During the difficult time, some staffers said, Mr. Marzorati seemed to lose some of his energy. “I think I and others felt that Gerry was less ambitious and less engaged in those last couple years,” said a former staffer.
“I don’t even know if he changed, or the situation changed, but that enthusiasm that he had for contemporary culture and art and design and fashion and music somehow was still a part of his life, but not in his magazine,” said Mr. Tonchi.
“I think what changed at the magazine over the last three to four years was Gerry’s engagement with the magazine,” said Lynn Hirschberg, a former editor-at-large for the magazine who followed Mr. Tonchi and became an editor-at-large at W. “Part of the reason why it was so frustrating is because I respect Gerry, and Gerry changed.”
“Morale deteriorated pretty far down,” said yet another former staffer, who added that the magazine had lost the “dynamism” of the past few years.
And then several big names began to leave. Mr. Tonchi and Ms. Hirschberg both decamped to W (Mr. Tonchi was replaced by Sally Singer from Vogue, seen by many as a coup for The Times); Paul Tough, a popular story editor, took a buyout last December; Kira Pollack, a deputy photo editor, took a new job to become the director of photography at Time; and Matt Bai moved from the magazine to the newspaper.
New job opportunities are new job opportunities, but the soured environment at the magazine contributed to the departures, sources said.
Mr. Marzorati takes issue with the distracted-editor theory. “As to my energy level, I think there are people who feel I’ve been distracted by masthead stuff and by my interest in the Web and stuff like that,” he said. “But, my God, I’m sure we’ve had more National Magazine (Award) nominations than some magazine companies had, so it’s hard for me to believe that when I walk in, there’s a bunch of really unhappy people who I’m working with. I just don’t sense that, and I’m pretty sensitive to that kind of thing.”
He explained that there is a “very large and sophisticated machinery for evaluation” at The Times, and if there were any problems with his management, “I think I would have known about that.”
We asked Ms. Hirschberg why she left the magazine.
“The whole thing makes me very sad,” she said. “This isn’t an easy topic. It makes me sad. I don’t dislike or hate Gerry at all. I feel things went wrong somehow. I valued his influence and his editorial role in my life enormously and to have that erode was unfortunate for the magazine and the writers who worked for him. I loved The New York Times Magazine. I did. I think a lot of people felt that way. There’s a lot of emotion attached to this situation. You give 15 years of your life to something and you try really hard to make it great, and you felt other people tried to engage in the same way. It’s an endeavor we all felt passionately about.”
MANY TIMES SOURCES said a big factor in some of the staff’s lost enthusiasm stemmed from Mr. Marzorati’s appointment of Megan Liberman as his deputy. A former editor at Us, she edited the front-of-the-book section at The Times Magazine under Mr. Moss and eventually became a story editor under Mr. Marzorati. In 2007, Mr. Marzorati named her the Web editor, and by 2008, she became (along with Alex Star) his deputy. She also became an extremely close confidante. The two of them were often seen together, and she was a very close ally, staffers said. (Ms. Liberman did not respond to a request for comment.)

···

## OBJECTIVES
1) Name every person the text about The New York Times Magazine says left the magazine after "several big names began to leave."
2) According to the text about The New York Times Magazine, what new job did Kira Pollack take at Time?
3) Continue the text about The New York Times Magazine from its last sentence.
The data after this text are separate from it.

## SOURCE DATA

···

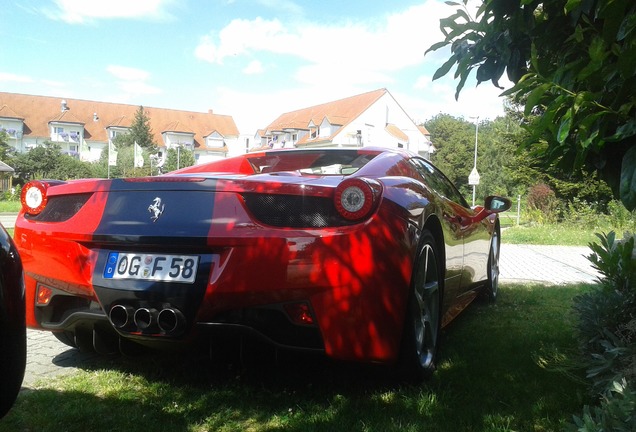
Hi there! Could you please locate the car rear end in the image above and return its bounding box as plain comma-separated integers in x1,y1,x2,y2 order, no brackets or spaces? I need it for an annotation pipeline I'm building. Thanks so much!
15,150,412,361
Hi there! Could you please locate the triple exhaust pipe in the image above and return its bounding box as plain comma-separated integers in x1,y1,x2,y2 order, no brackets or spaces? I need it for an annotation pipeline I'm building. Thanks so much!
109,304,185,336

···

## EXPECTED RESULTS
1) Mr. Tonchi, Ms. Hirschberg, Paul Tough, Kira Pollack, and Matt Bai.

2) She became the director of photography at Time.

3)
The magazine, as sources described, is a bookish place that doesn’t feel much like the newspaper. There are lots of meetings about ideas, and editors tend to do lots of listening. The story editors are people who are usually in mid-career, are pretty well established within the industry and have plenty of side projects, whether writing books or raising a family. They are secure.
Several staffers described Ms. Liberman as a different type entirely, someone who is outspoken and ambitious. While her personality could easily have thrived at any number of magazines, it cut the wrong way at The Times Magazine. Several people familiar with Ms. Liberman who spoke to The Observer said she “cuts people off” in conversation (not the culture of the place!). The word “abrasive” was used to describe her several times. She clearly is not a resoundingly popular colleague.
“You have a smart group of editors, and when you treat them like idiots, it can read as a loss in morale,” said one frustrated current staffer of Ms. Liberman.
Mr. Marzorati strongly defended his deputy. “Megan is a phenomenal, phenomenal editor,” he said. “She has done everything I have asked of her and the magazine has asked of her in an exemplary way.”
He said any problems with her can be traced to the fact that she is a woman and that there is “professional jealousy.”
“I promoted a young woman, a really smart woman and an ambitious woman, and ambitious women make people uncomfortable,” he said.
He recommended that we reach out to Mark Leibovich and Peter Baker, both Washington-based Times reporters who have been writing for the magazine for the past few years. Both gave Ms. Liberman credit for smoothing that transition.
“I’m a career newspaper writer, with long-form experience but no real magazine background until I arrived at the NYT in 2006,” said Mr. Leibovich, in an email. “Megan — more than anyone — taught me the mag craft.”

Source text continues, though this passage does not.